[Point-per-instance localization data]
★ ★ ★

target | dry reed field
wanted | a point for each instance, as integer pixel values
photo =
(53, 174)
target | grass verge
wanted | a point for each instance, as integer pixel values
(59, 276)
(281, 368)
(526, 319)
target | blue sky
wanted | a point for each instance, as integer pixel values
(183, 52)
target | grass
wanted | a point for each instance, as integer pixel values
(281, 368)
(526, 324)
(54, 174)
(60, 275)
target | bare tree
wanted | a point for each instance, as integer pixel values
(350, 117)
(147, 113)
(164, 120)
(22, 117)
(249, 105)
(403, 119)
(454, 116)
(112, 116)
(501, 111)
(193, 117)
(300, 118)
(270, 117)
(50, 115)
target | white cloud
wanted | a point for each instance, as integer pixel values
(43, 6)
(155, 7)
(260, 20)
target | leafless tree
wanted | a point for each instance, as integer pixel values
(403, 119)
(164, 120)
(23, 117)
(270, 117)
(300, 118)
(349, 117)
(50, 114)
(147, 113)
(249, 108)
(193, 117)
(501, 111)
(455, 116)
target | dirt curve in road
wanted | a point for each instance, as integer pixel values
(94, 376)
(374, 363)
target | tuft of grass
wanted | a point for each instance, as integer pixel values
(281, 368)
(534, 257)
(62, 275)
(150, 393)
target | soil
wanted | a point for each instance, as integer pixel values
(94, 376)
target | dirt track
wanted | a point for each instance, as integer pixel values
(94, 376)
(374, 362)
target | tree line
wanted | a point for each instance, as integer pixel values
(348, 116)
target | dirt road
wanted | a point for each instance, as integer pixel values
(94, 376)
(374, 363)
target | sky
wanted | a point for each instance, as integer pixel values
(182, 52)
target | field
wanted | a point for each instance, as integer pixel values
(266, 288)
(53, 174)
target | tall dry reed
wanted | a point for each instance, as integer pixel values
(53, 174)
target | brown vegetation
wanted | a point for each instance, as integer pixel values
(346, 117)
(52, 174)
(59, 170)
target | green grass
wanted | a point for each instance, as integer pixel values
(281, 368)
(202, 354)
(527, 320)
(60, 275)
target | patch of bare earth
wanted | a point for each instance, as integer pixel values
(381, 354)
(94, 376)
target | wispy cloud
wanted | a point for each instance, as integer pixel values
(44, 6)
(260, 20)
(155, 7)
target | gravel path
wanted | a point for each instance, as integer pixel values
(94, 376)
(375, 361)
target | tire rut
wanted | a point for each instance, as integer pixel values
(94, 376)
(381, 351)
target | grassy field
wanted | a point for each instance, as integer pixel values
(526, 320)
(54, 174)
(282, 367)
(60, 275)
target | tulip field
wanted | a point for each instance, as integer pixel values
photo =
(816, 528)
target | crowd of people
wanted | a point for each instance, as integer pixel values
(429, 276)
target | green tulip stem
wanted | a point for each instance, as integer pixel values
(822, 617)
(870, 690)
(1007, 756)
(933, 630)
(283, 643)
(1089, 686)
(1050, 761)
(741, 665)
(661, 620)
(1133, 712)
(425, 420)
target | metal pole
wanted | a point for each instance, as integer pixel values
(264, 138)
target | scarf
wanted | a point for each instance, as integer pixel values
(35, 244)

★ ★ ★

Your assignment: Look through the data and show every line containing "field".

Answer to this problem:
target | dry reed field
target | field
target | grassy field
target | tulip field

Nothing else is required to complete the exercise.